TASK OBJECTIVE: Omit all pictures, then retype exactly the lines from the one that contains "of the foliage" through the end of the listing.

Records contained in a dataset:
⁂

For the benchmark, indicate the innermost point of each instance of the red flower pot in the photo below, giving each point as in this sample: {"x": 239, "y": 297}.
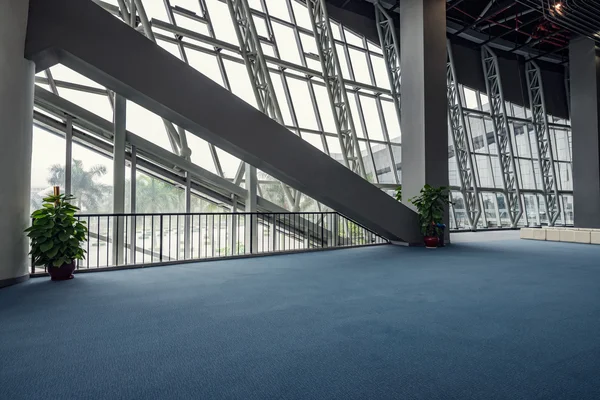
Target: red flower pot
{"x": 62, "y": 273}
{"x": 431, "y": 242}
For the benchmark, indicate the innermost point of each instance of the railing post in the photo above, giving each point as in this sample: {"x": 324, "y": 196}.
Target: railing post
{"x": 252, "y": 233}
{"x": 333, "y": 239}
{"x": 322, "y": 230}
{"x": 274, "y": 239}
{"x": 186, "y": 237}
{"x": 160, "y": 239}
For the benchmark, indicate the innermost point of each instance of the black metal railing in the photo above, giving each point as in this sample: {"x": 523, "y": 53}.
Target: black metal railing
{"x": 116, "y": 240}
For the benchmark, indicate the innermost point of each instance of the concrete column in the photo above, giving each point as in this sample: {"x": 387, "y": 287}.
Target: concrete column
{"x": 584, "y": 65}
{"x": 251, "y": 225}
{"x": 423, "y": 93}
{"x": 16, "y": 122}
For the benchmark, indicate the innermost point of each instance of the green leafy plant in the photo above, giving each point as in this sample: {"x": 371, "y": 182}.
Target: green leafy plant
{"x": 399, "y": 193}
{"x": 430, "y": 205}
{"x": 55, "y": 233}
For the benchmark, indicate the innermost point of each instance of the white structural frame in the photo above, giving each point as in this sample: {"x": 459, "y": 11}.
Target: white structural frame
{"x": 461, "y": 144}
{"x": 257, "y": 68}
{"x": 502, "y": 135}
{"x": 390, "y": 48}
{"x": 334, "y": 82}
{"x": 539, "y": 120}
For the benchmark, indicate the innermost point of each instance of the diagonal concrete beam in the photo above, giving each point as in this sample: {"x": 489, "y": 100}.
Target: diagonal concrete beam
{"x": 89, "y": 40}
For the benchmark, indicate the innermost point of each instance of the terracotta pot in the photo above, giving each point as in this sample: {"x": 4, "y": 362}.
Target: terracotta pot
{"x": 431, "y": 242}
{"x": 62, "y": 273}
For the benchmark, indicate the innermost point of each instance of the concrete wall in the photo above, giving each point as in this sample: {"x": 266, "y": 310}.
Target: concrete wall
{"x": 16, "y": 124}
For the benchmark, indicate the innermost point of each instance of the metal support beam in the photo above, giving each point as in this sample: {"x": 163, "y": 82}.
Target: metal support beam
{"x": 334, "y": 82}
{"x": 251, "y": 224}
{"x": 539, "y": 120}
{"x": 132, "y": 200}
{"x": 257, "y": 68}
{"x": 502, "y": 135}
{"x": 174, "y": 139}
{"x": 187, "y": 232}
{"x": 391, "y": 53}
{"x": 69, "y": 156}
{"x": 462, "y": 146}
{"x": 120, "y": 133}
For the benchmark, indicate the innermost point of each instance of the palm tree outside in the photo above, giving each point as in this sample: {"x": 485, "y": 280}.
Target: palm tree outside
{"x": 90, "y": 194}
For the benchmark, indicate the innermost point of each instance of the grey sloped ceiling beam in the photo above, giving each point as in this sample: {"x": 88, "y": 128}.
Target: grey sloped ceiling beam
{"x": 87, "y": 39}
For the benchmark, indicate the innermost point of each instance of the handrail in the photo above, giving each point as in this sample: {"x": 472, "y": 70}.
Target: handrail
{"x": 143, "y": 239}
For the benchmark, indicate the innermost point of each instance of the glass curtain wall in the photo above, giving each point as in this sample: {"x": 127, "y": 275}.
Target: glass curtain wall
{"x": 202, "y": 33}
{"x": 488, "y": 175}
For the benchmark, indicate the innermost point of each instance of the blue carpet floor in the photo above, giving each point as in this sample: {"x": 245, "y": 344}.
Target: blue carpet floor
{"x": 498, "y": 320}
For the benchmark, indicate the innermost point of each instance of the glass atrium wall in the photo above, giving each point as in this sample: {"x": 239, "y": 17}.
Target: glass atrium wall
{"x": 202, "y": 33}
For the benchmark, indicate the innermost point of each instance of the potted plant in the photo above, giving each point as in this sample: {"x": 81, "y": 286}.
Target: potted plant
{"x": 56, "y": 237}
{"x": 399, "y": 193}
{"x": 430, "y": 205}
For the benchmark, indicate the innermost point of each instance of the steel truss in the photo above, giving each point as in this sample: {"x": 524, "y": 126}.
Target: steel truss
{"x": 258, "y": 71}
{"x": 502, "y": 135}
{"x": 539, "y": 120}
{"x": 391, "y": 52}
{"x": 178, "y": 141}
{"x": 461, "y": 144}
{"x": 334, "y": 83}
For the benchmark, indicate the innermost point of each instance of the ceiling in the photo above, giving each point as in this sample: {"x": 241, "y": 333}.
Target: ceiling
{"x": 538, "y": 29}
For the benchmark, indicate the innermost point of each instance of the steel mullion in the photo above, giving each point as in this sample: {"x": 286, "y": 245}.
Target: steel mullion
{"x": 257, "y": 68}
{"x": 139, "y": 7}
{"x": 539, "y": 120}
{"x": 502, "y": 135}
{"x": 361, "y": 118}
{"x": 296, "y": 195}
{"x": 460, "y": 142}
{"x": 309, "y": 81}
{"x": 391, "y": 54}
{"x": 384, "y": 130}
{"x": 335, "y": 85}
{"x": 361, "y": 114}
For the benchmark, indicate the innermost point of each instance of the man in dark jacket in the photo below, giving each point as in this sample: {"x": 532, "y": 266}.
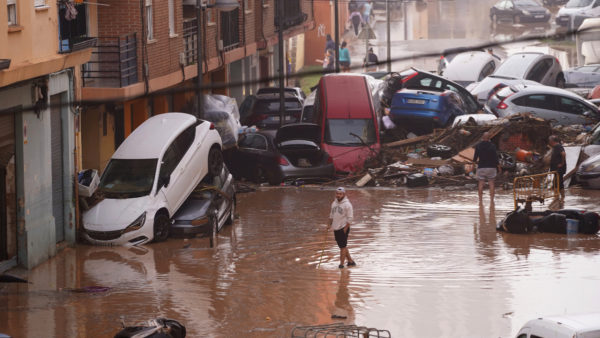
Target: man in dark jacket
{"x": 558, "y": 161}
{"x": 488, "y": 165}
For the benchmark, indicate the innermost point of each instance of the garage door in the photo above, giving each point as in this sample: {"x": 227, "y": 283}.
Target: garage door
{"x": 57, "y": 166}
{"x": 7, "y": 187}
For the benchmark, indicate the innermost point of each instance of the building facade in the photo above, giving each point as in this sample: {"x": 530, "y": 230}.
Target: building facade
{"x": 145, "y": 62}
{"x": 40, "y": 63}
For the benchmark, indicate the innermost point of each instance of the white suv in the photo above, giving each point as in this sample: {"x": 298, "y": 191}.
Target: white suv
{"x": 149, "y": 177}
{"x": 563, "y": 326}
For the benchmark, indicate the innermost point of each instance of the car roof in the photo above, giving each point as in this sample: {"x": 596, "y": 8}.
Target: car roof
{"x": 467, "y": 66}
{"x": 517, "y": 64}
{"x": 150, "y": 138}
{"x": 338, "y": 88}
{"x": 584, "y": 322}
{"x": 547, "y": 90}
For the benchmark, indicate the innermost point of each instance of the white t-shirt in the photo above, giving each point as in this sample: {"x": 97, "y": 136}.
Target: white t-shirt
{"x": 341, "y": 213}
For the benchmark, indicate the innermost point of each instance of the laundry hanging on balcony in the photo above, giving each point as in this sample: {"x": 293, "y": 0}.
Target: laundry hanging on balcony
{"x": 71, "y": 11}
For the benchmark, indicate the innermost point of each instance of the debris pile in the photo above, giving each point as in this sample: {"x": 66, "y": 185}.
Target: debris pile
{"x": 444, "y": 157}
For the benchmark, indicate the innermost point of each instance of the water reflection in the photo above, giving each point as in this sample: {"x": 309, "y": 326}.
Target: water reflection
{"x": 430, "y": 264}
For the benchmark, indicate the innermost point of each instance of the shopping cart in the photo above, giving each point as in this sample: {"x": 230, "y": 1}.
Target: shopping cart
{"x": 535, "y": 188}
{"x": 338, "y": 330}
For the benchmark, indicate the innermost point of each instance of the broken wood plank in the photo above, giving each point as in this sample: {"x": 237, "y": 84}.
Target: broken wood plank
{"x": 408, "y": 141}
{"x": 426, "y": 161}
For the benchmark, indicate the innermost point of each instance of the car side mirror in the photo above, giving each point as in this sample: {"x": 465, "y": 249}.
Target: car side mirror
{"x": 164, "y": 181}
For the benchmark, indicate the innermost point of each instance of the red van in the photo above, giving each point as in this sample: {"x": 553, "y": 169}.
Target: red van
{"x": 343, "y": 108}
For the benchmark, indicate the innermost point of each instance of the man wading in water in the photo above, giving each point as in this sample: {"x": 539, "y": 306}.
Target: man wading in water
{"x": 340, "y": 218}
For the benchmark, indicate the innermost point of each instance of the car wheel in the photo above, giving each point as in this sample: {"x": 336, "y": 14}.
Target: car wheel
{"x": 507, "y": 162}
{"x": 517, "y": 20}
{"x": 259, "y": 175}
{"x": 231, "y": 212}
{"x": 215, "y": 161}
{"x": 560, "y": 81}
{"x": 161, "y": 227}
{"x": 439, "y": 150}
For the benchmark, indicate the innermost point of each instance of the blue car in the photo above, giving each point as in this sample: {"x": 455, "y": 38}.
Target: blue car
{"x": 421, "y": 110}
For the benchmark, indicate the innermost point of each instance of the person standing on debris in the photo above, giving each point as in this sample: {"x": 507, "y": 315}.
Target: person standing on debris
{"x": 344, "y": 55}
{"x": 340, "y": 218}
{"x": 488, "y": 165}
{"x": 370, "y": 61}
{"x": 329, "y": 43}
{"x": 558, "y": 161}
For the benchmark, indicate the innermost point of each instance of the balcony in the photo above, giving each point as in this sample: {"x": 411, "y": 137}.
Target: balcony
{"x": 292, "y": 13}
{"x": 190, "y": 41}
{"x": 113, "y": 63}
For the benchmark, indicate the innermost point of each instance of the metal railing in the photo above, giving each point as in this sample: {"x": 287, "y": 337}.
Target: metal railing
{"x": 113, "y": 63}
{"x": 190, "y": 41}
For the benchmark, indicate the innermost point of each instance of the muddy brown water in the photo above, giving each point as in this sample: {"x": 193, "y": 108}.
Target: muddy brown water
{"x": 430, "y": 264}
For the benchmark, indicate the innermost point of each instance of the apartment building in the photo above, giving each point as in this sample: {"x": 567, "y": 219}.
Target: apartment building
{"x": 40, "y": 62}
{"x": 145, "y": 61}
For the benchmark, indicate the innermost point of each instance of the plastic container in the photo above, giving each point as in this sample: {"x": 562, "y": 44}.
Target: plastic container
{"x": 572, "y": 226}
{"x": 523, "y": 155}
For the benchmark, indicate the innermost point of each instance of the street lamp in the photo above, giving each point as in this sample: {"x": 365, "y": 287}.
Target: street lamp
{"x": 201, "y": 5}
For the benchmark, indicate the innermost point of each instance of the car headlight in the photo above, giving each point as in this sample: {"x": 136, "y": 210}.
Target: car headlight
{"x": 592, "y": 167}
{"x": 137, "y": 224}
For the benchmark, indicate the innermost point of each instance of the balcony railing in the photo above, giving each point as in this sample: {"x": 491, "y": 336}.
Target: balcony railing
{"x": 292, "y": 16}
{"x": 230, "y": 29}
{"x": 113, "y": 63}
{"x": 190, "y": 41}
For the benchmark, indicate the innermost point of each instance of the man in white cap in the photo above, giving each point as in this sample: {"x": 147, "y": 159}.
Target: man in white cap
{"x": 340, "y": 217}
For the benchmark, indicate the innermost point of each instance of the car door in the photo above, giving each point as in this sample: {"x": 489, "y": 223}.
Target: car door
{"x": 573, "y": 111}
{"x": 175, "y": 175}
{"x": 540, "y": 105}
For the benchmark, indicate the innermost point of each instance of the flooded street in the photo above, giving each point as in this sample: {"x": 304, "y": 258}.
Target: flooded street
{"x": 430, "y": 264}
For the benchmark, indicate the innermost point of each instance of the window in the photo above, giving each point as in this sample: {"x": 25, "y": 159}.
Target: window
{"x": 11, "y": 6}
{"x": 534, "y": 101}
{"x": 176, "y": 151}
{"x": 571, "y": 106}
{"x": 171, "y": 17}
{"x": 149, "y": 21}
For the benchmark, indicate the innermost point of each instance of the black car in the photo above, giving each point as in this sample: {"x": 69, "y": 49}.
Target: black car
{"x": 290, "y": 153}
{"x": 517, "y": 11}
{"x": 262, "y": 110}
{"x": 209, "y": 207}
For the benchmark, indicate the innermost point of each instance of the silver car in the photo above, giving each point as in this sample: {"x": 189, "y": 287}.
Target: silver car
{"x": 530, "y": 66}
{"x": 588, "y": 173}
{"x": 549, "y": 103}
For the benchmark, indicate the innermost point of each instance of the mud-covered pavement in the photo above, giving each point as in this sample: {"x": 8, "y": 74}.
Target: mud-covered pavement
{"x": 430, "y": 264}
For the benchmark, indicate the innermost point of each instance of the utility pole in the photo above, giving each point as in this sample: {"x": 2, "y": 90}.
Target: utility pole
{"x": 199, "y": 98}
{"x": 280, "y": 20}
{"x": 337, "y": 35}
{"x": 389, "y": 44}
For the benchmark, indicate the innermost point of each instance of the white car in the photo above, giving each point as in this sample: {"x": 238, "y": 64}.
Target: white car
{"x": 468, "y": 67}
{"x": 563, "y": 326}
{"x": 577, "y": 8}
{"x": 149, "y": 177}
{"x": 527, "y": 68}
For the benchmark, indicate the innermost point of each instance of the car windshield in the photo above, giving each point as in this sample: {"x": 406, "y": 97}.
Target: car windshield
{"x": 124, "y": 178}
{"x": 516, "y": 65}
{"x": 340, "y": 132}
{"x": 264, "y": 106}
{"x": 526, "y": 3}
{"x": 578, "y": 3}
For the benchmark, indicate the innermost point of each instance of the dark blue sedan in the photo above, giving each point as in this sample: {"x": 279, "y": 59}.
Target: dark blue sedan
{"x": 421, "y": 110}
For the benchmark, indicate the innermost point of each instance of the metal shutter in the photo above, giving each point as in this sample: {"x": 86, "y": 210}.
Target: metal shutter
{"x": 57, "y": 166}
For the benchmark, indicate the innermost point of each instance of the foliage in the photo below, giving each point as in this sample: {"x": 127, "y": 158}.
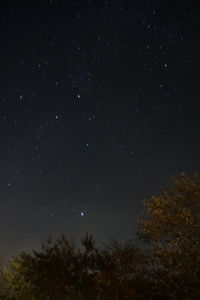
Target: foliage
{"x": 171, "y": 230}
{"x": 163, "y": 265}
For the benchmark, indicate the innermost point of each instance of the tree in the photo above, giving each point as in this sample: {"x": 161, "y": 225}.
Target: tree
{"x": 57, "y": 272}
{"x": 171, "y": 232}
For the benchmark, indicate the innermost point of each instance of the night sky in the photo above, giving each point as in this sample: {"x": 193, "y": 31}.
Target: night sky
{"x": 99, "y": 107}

⁂

RESPONSE BELOW:
For the benchmark, indicate the innermost point of each instance of the foliage in the photo below, giving each point as in this sample: {"x": 127, "y": 158}.
Target: foliage
{"x": 171, "y": 230}
{"x": 163, "y": 265}
For the benchmark, indicate the innermost point of each instance of the tree in the photo above, giving each point as in this sample: {"x": 161, "y": 225}.
Target: tree
{"x": 57, "y": 272}
{"x": 171, "y": 232}
For the benchmark, indicate the innermost point of each instance of the night sky in the photo above, giving each point as in this sample: {"x": 193, "y": 31}.
Target: night sky
{"x": 99, "y": 107}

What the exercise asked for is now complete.